However, I couldn’t avoid Ambassador Jones. Especially after I was ordered to move my office and home from Zomba, which was then the capital of the country, to Blantyre, the only city worth the name and where the American Embassy was located.
I was a part of the so-called “Country Team,” which included the heads of all the U.S. government agencies operating in the country. One day I set my camera on self-timer and took this shot of us:
Members of the country team included representatives of all the U.S. government agencies operating there, including the U.S. Army, the U.S. Information Agency, the U.S. Department of Agriculture, and others. I am the only one with a beard.
The Ambassador also asked the American members of his small staff to sit in. Sitting on the couch closest to the window is the man who many years later became the most famous.

# ACTIVITY
Extend the recollection of serving on the Country Team in Blantyre, picking up right after its last sentence.

# PROVIDED DATA

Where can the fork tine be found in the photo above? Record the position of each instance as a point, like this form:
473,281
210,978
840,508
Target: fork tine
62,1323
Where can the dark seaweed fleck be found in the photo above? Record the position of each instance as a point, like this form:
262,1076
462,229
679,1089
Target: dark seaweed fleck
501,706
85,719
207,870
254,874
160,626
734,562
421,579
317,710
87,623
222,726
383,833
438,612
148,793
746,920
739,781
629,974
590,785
...
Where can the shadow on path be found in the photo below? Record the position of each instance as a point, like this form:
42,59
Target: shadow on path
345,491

# ANSWER TO THIS EXERCISE
This was the first assignment for L. Paul Bremmer III. His last, devastating assignment came in 2003 when he became simultaneously an ambassador and essentially the dictator of Iraq. One of his first acts there was to dissolve the entire former Iraqi army, putting 400,000 former Iraqi soldiers out of work. Their unemployment sparked the continuing terrorism.
The one man missing from the Country Team photo was my best friend in Malawi, Pierre Shostal. He later became the U.S. consul general in Hamburg and Frankfurt and director of the State Department’s Office of Central European Affairs. Pierre and his wife Chantal often spent weekends together with me and my wife Doris at the embassy’s beach cottage right on the shore of Lake Malawi. Pierre and Chantal adopted a cute little Malawian girl named Pascale:
Lake Malawi is the world’s eighth largest lake. When I lived in Malawi, no roads reached many villages. They were accessible only from the lake.
So I chartered a ship to visit those villages. Doris, a Peace Corps volunteer, who served as our interpreter, and I visited every village up and down the 350-mile-long lake. I wanted to meet the people and make the American aid presence felt throughout the country.
Under my direction, the American foreign aid program worked largely with the Peace Corps to build farm-to-market roads, schools, and health clinics. My agency provided the supplies, the Peace Corps provided the guidance, and the villagers provided the labor.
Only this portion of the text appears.